(PROVIDED RECORDS begins)
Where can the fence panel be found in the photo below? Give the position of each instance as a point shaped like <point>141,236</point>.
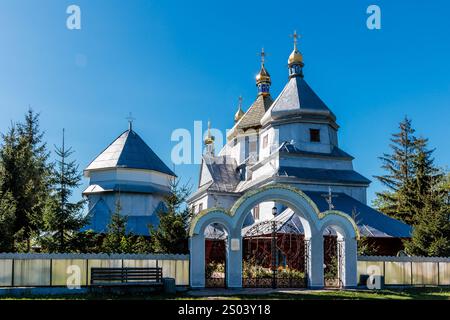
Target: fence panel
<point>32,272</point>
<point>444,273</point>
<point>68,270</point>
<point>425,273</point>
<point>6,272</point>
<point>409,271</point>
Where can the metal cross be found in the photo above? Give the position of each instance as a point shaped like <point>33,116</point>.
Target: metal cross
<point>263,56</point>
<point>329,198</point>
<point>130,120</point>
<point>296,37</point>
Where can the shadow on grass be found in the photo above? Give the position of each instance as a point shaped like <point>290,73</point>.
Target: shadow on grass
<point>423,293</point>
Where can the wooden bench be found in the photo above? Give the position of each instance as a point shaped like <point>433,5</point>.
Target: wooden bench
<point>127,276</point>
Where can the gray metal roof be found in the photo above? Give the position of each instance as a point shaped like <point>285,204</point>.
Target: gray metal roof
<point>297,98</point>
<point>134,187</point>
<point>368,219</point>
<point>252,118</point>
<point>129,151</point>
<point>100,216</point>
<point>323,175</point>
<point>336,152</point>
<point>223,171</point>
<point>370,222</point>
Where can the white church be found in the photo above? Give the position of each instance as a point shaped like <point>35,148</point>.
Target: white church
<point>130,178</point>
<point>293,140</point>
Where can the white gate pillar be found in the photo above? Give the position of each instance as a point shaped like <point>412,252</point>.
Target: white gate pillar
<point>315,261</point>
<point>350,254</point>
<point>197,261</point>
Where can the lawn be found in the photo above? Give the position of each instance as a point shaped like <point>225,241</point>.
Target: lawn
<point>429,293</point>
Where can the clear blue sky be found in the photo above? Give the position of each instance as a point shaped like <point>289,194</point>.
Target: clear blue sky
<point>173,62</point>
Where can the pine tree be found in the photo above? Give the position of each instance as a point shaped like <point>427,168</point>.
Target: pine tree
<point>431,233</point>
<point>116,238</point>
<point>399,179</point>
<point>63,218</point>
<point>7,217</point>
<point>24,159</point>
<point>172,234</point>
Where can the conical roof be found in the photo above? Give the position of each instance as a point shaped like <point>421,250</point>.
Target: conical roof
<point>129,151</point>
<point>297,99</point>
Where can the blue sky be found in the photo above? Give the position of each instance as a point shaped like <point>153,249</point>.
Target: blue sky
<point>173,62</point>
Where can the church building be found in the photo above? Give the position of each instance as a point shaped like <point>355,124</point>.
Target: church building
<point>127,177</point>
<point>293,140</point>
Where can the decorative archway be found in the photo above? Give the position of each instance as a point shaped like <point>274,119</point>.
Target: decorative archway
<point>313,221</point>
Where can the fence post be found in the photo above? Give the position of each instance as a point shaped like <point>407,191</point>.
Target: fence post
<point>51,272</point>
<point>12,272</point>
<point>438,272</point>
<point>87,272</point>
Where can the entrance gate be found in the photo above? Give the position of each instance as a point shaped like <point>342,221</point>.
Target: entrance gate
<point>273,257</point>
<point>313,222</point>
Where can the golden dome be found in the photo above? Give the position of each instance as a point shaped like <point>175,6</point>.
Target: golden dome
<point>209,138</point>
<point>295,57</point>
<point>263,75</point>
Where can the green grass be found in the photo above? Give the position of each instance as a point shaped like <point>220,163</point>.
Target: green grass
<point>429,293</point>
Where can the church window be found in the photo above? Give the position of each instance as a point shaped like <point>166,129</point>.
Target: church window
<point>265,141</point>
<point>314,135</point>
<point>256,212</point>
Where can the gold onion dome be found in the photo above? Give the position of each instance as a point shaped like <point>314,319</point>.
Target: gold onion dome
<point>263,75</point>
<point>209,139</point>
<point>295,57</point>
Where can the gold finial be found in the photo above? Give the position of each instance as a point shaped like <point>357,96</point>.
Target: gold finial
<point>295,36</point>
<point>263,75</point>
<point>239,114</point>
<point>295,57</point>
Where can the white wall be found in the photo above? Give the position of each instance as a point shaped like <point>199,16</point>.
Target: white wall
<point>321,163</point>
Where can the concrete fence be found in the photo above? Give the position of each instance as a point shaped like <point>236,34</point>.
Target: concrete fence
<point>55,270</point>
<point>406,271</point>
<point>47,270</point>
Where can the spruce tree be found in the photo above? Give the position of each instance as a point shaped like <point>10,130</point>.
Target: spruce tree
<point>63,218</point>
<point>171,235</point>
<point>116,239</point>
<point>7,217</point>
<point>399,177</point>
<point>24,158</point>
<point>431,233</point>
(PROVIDED RECORDS ends)
(WHAT TO DO): Every line from the one with "Where can the golden" to the end of the records above should be returned exactly, and no other lines.

(SOLUTION TO THIS PROBLEM):
Where can the golden dome be found in the photo above? Give the position of each instance as a point shaped like <point>175,6</point>.
Target: golden dome
<point>209,138</point>
<point>295,57</point>
<point>263,75</point>
Where can the green grass be found in the photo above? Give the position of each instance as a point shaped like <point>220,163</point>.
Target: green grass
<point>429,293</point>
Where can the church window be found in the photo above? Give the position of each instance as a point shaped like <point>166,129</point>.
Target: church window
<point>265,141</point>
<point>314,135</point>
<point>256,212</point>
Where can the gold onion dome be found in the photo above? Give the position of each instance as a point shaped like <point>314,319</point>.
Target: gold onion dome
<point>263,75</point>
<point>209,139</point>
<point>295,57</point>
Where can the gold finial be found in the photo above? Give the position of each instance as a point shaped like <point>357,96</point>.
Target: gold finial
<point>295,36</point>
<point>263,75</point>
<point>239,114</point>
<point>295,57</point>
Where can the white wall be found in the photo above? Give the position of each instance as a point shaped like <point>199,16</point>.
Target: white wall
<point>321,163</point>
Where can the concrete fence be found in the photo above? Give the position of each instance as a point shaped like <point>236,34</point>.
Target: concrete fence
<point>55,270</point>
<point>406,271</point>
<point>47,270</point>
Where can the spruce tree be found in the photo above? Give the position of each instance as a point shaped like <point>10,130</point>.
Target: spruce tree
<point>63,218</point>
<point>171,235</point>
<point>116,239</point>
<point>7,217</point>
<point>399,177</point>
<point>24,158</point>
<point>431,233</point>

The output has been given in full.